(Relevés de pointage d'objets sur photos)
○ ○ ○ ○ ○
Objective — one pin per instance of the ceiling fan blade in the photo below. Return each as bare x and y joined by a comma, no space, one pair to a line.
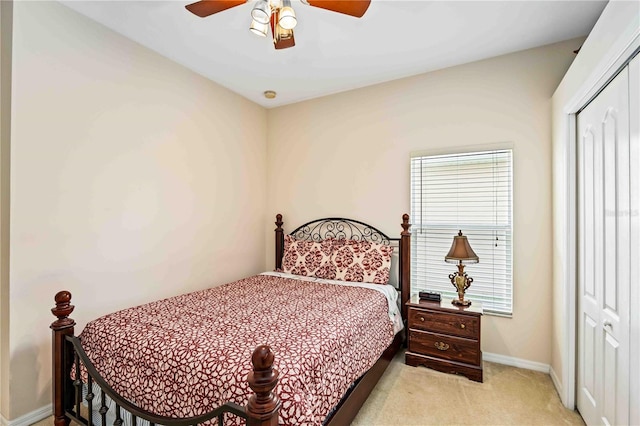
355,8
205,8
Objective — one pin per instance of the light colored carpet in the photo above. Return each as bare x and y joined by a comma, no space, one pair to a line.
420,396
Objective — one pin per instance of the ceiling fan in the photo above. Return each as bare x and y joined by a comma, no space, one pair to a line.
277,14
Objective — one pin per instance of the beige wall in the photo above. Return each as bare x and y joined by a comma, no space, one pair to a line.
348,155
6,24
132,179
613,38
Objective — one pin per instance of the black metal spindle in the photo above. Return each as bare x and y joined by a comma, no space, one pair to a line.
103,407
89,399
78,385
118,421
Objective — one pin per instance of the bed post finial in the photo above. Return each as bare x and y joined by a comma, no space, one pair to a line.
263,405
62,359
405,255
279,241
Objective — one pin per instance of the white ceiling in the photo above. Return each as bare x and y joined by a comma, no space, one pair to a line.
336,52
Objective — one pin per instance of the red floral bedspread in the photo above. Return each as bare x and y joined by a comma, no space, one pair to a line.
186,355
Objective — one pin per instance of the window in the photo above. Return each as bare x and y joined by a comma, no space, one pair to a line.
471,192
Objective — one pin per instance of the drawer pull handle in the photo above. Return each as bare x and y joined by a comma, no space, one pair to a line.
441,346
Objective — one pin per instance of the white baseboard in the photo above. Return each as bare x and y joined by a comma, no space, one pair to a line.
516,362
556,382
29,418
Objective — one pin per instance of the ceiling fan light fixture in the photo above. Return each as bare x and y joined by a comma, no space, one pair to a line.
261,12
259,29
287,16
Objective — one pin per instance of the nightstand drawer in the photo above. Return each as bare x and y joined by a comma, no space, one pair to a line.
458,325
445,347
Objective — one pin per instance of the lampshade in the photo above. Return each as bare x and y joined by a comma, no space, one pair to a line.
461,251
261,12
286,16
259,29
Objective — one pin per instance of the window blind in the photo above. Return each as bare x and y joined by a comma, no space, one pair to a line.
471,192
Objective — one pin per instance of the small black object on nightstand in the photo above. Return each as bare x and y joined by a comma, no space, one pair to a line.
429,295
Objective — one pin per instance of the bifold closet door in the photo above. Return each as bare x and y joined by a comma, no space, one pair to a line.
605,213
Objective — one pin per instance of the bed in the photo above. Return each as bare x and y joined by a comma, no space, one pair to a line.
292,346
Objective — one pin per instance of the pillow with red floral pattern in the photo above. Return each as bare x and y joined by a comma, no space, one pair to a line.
308,258
362,261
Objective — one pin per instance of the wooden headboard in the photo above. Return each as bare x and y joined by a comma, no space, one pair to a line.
350,229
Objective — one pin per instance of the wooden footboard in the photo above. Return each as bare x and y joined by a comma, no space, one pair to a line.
69,357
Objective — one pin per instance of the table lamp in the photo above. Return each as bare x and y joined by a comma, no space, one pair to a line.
461,253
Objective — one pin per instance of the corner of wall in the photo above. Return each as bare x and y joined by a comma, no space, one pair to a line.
6,40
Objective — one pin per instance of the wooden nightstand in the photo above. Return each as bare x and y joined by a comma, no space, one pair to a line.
444,337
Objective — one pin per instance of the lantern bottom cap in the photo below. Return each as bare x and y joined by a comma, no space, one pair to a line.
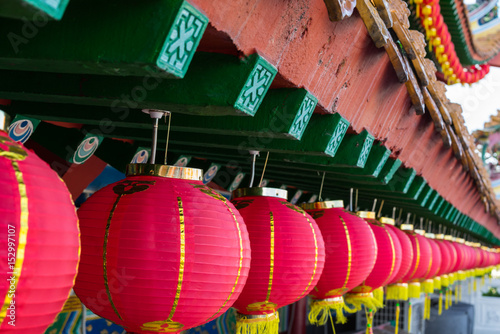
321,310
173,172
358,300
255,324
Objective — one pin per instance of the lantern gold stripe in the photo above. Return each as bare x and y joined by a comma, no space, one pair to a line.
393,255
182,261
271,269
349,250
23,236
418,258
105,256
241,261
315,256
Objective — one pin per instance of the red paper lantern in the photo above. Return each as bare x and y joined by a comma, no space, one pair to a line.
386,267
39,240
421,259
288,255
350,256
428,282
161,252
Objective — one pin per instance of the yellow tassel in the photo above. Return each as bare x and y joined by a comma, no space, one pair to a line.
440,309
428,286
414,290
257,324
409,317
397,291
437,283
369,321
358,300
378,294
321,309
445,280
398,311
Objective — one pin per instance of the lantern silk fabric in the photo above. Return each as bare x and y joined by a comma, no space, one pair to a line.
39,240
161,254
288,252
387,265
350,256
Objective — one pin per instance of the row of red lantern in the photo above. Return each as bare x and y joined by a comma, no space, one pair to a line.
161,252
439,39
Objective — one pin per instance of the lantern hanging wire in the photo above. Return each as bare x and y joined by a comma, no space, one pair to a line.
156,115
264,170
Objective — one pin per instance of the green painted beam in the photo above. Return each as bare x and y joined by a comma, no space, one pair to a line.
320,138
379,154
216,84
284,113
108,38
36,11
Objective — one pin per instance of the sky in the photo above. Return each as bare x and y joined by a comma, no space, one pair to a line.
479,101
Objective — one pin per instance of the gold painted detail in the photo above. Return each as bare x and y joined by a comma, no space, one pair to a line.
123,188
271,257
349,252
240,266
11,149
173,172
315,255
15,267
261,306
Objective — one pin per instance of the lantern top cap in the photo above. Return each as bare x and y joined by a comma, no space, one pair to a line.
421,232
407,227
173,172
260,191
323,205
366,214
388,221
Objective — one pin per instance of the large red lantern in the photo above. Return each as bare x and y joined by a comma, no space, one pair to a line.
397,289
288,255
386,267
350,256
39,240
421,260
161,252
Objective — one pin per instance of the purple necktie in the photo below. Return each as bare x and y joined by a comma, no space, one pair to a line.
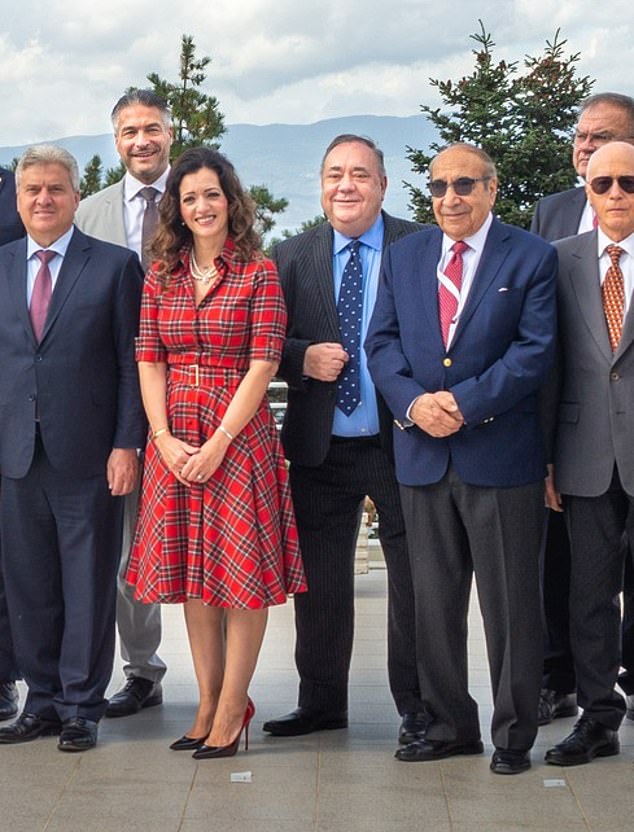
41,295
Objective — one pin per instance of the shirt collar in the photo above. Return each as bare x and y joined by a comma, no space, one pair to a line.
475,242
132,186
603,241
373,237
59,246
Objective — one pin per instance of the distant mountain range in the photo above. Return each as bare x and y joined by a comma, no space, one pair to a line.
286,157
○ ○ ○ ○ ○
Recopiez mot pour mot l'intégralité du listing ci-dessus, sans reprendre les images.

Objective — one pin per instance of the ceiling fan blade in the photo below. Return each as bare x and y joined by a comma, no space, one pair to a line.
355,8
205,8
Objective — one pin per instance of the light colored carpet in the photo above. Return each as bare x and y joined by a comma, no space, one pair to a line.
420,396
Objective — one pin per instance of the ceiling fan in the photo above. Return each as bare x and y joined by a comma, no space, one pair to a line.
277,14
Objective — one pin per instance of the beige wall in the photo above. Return each as bare x and y joined by a comma, no space, one pair to a line.
348,155
6,24
132,179
613,38
Objective — one pin per instance of the black metal spindle in the photo above. Return each as bare x and y joined by a comma, no space, one pair to a line.
103,407
89,399
78,385
118,421
Objective — one pin per instance of the bed post finial in the photo above. Return each as bare x and y joined by a comma, no space, one pair to a line.
263,405
62,359
405,255
279,241
Objective — one pin per instance of the white ceiling in the photo above. Return each as bare x and y joined by a comma, no space, one pair to a line.
336,52
Objective — one pin per instance of the red floral bedspread in the photo above. Return each as bare x and y joined by a comma, no space, one pair to a line.
186,355
Objective — one pin per instance of the window in the photo above. Return each as bare x and y joined by a comma, no space, one pair to a line.
471,192
Objective — one pin per instance of the drawer pull handle in the photo above. Return each as bare x and y joined by a comma, no space, one pair to a line.
441,346
Objective — one pin per instance of the white baseboard in the photo above. Return each as bare x and y joined by a comma, no space, one pair to a line.
516,362
556,382
29,418
Objective — one pin per instance of the ceiling fan light fixture in the photo above. Return each as bare x and y joined by a comma, no space, one pair to a line.
261,12
259,29
287,16
Objective — one pin per instance of the nightstand drawer in the photo above. Return each as bare x and y joined by a comma, no space, one pair to a line.
458,325
445,347
Objective — one pin per instance of the lampshade in the photo above. Return each as bare x and y joined by a comma, no space, one pair to a line.
461,251
261,12
286,16
259,29
Objective — one pin per instance of the window blind in the photo above. Return each as bare x and y joined by a comma, no space, one pair to a line.
471,192
Objective — one pin per instance of the small black object on nightstand in the photo above. Return each as bare x and y joined by a comma, no space, one pair to a line.
429,295
Objective — one pin per instance of the bifold closet door in the photo above. Return each as bare x and y joined by a comma, no space, one pair to a line.
605,213
Objective — one pin per instance of the bed in the photo above. Return each as bare x and y joined by a comma, no space, one pair to a line.
292,346
Objective — one pin per instance of the pillow with red floral pattern in the photo above. Return each as bare x and y joined by a comma, no space, one pair to a line.
308,258
362,261
Objective — one pin per instance of the wooden headboard in the photo above. Return each as bare x and y joined by a comma, no space, one pair to a line.
350,229
Objective — one pin per instance of the wooden footboard in the photo above. Return each as bare x and y joined by a comma, no space, one pair to a line.
69,357
Objective — one pin per instance of the table lamp in the photo above. Return each as bare x and y joined by a comma, no space, one pair to a line.
461,253
Objective — one pin per instance of the corner of wall in the photo above. Return each as bare x and y joined by a comma, no space, one pair to a line.
6,40
Objective — one pin per instance of the wooden nightstand in the photo above. Return each as bare x and y joined by a comma, no space, one pair to a line.
444,337
Objective — one pin per instance of the lantern bottom cap in the photo below. Return each as bare x and y joined by a comma, no space, one pair to a line.
321,310
173,172
358,300
255,324
Objective — one pin per instance of the lantern gold stripe in the photo above. Return each as bare x and y joined by a comma, no space, one pair to a line.
393,255
182,261
271,269
349,250
23,236
418,258
105,256
241,261
315,256
Objective — one pin per instance of the red paper lantern in the photo above. Return each as bare x and y joined by a comma, no space, one pair to a line.
386,267
39,240
421,259
288,255
350,256
428,282
161,252
Objective — one pin per instance of the yellow tassel in the photo above. Return each as bare x and y joined by a comma, no space, one pair to a line.
440,309
428,286
414,290
257,324
409,317
397,291
437,283
369,321
358,300
378,294
321,309
445,280
398,311
Objective — one pin per instance of the lantern silk fabric in the photo above. Return each as bare x and y joined by a comma, no space, one pair to a line.
39,240
161,254
288,252
387,265
350,256
Objective — one pin per instance of the row of red lantern in the photo above. Return each as bare x and y joined by a comma, no space, one pair to a line.
161,252
439,39
Objective — one pin per instance of the lantern hanging wire in the photo above. Return each as bare x and y joined by a comma, no space, one pair to a line.
156,115
264,170
Objective — one pin per instance of the green painted beam in the photo above. Return each as bare x and y joined by a comma, no space, one pair to a line.
320,138
379,154
216,84
284,113
108,38
36,11
Objective — one pin per instance of the sky in the photo above. Return each as bare x and y joined by a comma, no space, one pair to a line.
479,101
Objective — one pin per instance of the gold painted detail in the photo above. Return each as bare x and y joined by a comma, no space, one pair to a line.
123,188
271,257
349,252
240,266
11,149
173,172
315,255
15,267
261,306
Objective — one pin per instance of the lantern top cap in the photo above. Return each as bare x and y joined by a comma, no space, one pair to a line.
421,232
407,227
173,172
260,191
323,205
366,214
388,221
Objective — one pin per instance of the large red lantern in the photo above. Return each as bare x and y joined by a comma, no space, one pair to a line.
397,289
288,255
386,267
350,256
39,240
421,260
161,252
Objective — one pin per instance of the purple necktie in the photo below. Return each as bare x and y joined by a comma, no space, one pair to a line.
41,295
Objective — one pin per instance of the shirt collar in the photo above. Return each as bare x and y joined by a comma, no space, one pair to a line.
475,242
132,186
603,241
373,237
59,246
Objective — one pin per instance of the distant mountain range in the photo above. Return each as bare x and y joined by a comma, no space, one pair to a line.
286,157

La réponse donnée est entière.